◆ Given task
Take the entries below and reproduce them word for word.

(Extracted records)
+ + + +
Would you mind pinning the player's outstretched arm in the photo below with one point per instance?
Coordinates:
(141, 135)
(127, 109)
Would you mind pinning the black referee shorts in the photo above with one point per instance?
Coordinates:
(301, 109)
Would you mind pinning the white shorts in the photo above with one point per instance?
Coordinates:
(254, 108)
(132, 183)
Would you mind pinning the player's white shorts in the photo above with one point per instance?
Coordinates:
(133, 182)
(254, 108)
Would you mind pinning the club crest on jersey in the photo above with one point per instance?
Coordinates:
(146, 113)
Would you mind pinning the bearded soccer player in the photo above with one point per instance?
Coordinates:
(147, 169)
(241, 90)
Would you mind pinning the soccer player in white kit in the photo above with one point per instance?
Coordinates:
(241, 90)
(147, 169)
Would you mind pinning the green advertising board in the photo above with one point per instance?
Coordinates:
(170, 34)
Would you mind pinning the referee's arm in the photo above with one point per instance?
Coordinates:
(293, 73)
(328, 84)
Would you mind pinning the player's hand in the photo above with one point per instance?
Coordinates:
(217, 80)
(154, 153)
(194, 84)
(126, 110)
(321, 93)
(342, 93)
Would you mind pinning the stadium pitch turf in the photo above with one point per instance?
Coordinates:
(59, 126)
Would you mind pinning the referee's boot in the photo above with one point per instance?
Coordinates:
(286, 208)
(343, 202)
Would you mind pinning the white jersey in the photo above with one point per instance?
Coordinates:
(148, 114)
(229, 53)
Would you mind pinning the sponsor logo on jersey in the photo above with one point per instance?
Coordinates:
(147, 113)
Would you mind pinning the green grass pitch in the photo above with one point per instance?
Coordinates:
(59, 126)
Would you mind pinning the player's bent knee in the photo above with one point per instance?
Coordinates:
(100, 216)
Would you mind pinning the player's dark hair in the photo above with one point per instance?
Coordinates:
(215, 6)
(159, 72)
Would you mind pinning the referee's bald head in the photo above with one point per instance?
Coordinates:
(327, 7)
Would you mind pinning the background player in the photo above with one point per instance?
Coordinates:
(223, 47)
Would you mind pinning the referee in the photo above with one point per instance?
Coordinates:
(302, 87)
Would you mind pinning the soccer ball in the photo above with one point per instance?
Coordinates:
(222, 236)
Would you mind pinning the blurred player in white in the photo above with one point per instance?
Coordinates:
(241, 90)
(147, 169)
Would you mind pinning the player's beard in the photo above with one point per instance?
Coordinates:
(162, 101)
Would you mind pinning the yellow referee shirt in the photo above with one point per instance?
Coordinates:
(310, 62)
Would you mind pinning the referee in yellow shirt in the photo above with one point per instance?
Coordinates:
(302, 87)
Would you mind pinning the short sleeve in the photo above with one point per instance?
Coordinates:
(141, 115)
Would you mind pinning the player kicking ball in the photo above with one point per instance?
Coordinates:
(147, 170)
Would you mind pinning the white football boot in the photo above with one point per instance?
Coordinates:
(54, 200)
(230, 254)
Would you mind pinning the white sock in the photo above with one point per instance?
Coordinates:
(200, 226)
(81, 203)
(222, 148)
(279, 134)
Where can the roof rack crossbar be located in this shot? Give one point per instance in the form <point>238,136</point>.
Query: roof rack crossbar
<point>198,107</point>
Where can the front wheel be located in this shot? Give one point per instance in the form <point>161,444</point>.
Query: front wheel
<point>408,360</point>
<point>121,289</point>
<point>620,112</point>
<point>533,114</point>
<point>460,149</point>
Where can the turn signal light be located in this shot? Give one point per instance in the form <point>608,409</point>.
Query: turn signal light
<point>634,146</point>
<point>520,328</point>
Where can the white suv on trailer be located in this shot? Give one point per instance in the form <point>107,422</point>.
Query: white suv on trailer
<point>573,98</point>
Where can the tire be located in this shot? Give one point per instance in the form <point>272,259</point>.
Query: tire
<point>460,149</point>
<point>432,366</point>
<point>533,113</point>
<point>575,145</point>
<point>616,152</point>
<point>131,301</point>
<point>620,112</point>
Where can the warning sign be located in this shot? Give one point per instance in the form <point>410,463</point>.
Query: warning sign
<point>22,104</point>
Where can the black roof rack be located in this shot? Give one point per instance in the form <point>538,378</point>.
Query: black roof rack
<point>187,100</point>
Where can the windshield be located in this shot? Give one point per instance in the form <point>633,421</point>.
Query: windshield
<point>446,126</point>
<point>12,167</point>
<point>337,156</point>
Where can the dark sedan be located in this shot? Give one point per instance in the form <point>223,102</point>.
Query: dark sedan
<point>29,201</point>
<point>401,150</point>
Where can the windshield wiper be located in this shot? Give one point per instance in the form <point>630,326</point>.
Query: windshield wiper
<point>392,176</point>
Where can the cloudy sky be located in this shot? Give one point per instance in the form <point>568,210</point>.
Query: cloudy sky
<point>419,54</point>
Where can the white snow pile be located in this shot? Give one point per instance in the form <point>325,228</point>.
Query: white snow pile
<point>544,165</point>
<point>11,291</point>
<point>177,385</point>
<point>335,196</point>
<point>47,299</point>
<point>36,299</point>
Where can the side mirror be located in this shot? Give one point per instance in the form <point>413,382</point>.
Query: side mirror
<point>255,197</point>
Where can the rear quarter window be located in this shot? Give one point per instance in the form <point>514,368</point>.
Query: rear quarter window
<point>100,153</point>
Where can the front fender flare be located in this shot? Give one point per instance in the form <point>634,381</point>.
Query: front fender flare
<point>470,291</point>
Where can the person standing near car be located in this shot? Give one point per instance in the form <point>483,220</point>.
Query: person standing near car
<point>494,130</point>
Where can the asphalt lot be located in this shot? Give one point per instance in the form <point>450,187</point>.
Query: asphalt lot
+ + + +
◆ Reply
Would you mind pinning the player's outstretched arm in the photo below with one point per instance?
Coordinates:
(141, 135)
(127, 109)
Would you mind pinning the black referee shorts in the photo above with one point per instance?
Coordinates:
(301, 109)
Would you mind pinning the white shorts in the photo above with one point per instance?
Coordinates:
(254, 108)
(132, 183)
Would you mind pinning the player's white shorts in the photo above with one point per instance?
Coordinates:
(133, 182)
(254, 108)
Would you mind pinning the club crest on jersey in the photo above with one point per instance?
Coordinates:
(146, 113)
Would you mind pinning the bearded soccer player in the photo above with one point per instance?
Coordinates:
(147, 169)
(241, 90)
Would you mind pinning the soccer player in white kit in the photo above with one point per instance?
Coordinates:
(241, 90)
(147, 169)
Would you mind pinning the green advertising board in the photo above with one point per instance?
Coordinates:
(170, 34)
Would you mind pinning the referee's arm in the photo above with one point per instance?
Coordinates:
(293, 73)
(328, 84)
Would you mind pinning the player's hand in the photo above with one point per instance?
Coordinates:
(217, 80)
(154, 153)
(194, 84)
(126, 110)
(321, 93)
(342, 93)
Would you mind pinning the stadium pitch turf in the photo above with one point per instance?
Coordinates:
(59, 126)
Would you mind pinning the referee's boot in the photo above with one point per instance?
Coordinates:
(286, 208)
(343, 202)
Would you mind pinning the white jersey in the photo above with one point per instance?
Coordinates:
(148, 114)
(229, 53)
Would you mind pinning the sponsor logo on jersey in the photo above with one point per instance?
Coordinates:
(147, 113)
Would you mind pinning the green grass pitch in the photo above with one point per instance?
Coordinates:
(59, 126)
Would you mind pinning the player's bent knee in the photo above with one point per instance?
Coordinates:
(100, 216)
Would you mind pinning the player's dark hair in the photo above with one point per instance?
Coordinates:
(215, 6)
(159, 72)
Would you mind pinning the referee's bald head in the photo above with one point per instance?
Coordinates:
(327, 7)
Would you mind pinning the background player in the photo above with one point per instance?
Coordinates:
(223, 47)
Would you mind pinning the referee in the photo above with one point per instance?
Coordinates:
(302, 87)
Would you mind pinning the soccer ball in the photo above with one point per instance?
Coordinates:
(222, 236)
Would you mind pinning the blurred player in white in the photo above with one point per instance?
Coordinates:
(241, 90)
(147, 169)
Would you mind pinning the player's beard in the photo above with one point per instance?
Coordinates:
(162, 101)
Would you mind pinning the yellow referee shirt in the photo above with one point per instance?
Coordinates:
(310, 62)
Would you mind pinning the referee in yellow shirt in the photo above with one point per instance?
Coordinates:
(302, 87)
Would you mind pinning the short sleeve in the photo above with one point per instance?
Coordinates:
(141, 115)
Would you mind pinning the player kicking ball in the photo above with one point per instance?
Coordinates:
(147, 170)
Would you mind pinning the white football boot in the photo above with one point per instance?
Coordinates:
(54, 200)
(230, 254)
Would you mind pinning the white sock in the photo above with one point per instance?
Coordinates:
(200, 226)
(81, 203)
(222, 148)
(279, 134)
Where can the roof rack crossbar be located in this shot? Give one point per instance in the form <point>238,136</point>.
Query: roof rack crossbar
<point>198,107</point>
Where can the front wheel be located in this shot? Give one point per instance in the form <point>161,444</point>.
Query: front wheel
<point>408,360</point>
<point>121,289</point>
<point>620,112</point>
<point>533,114</point>
<point>460,149</point>
Where can the turn signal light be located in this shot? Give one point per instance in the form <point>608,409</point>.
Query: turn signal light
<point>634,146</point>
<point>520,328</point>
Where can the white suv on trailer be located in this shot? Give one point per instance in the form <point>107,422</point>.
Query: white suv on trailer
<point>573,98</point>
Where can the tire be located in this shot? Give one point per instance in the form <point>272,259</point>.
Query: tire
<point>460,149</point>
<point>432,366</point>
<point>533,113</point>
<point>575,145</point>
<point>616,152</point>
<point>131,301</point>
<point>620,112</point>
Where can the warning sign be located in this shot? Give one point per instance in the form <point>410,463</point>.
Query: warning sign
<point>22,104</point>
Where can the black roof rack be located in this shot? Give one point per instance in the form <point>538,378</point>.
Query: black roof rack
<point>187,100</point>
Where can the windshield be located in this shot? Give one point per instance in the form <point>633,421</point>.
Query: windshield
<point>446,126</point>
<point>12,167</point>
<point>337,156</point>
Where can the dark sedan be located in this shot? Give one point per instance in the form <point>223,102</point>.
Query: dark sedan
<point>29,201</point>
<point>401,150</point>
Where can the windshield wiper be located in this shot? Give one point per instance in the form <point>630,326</point>.
Query: windshield wiper
<point>392,176</point>
Where can the cloudy sky be located in this shot? Give one point per instance in the form <point>568,210</point>.
Query: cloudy sky
<point>419,54</point>
Where can the white snow pile be located in this shot? Give one point per instance in the form <point>325,228</point>.
Query: white snow pile
<point>544,165</point>
<point>11,291</point>
<point>177,385</point>
<point>335,196</point>
<point>47,299</point>
<point>36,299</point>
Where can the side mirror be located in this shot? Give one point per instance in the form <point>413,382</point>.
Query: side mirror
<point>255,197</point>
Where can the rear quarter window be located in this shot? Give one point per instance in the form <point>514,368</point>.
Query: rear quarter window
<point>100,153</point>
Where can the front fender flare be located in this shot? Give one point per instance in the form <point>634,381</point>.
Query: front fender flare
<point>470,291</point>
Where can the person standing near car be located in this shot? Give one point per instance in the form <point>483,220</point>.
Query: person standing near car
<point>494,130</point>
Where can the asphalt lot be located in this shot? Give one point per instance in the form <point>450,187</point>.
Query: asphalt lot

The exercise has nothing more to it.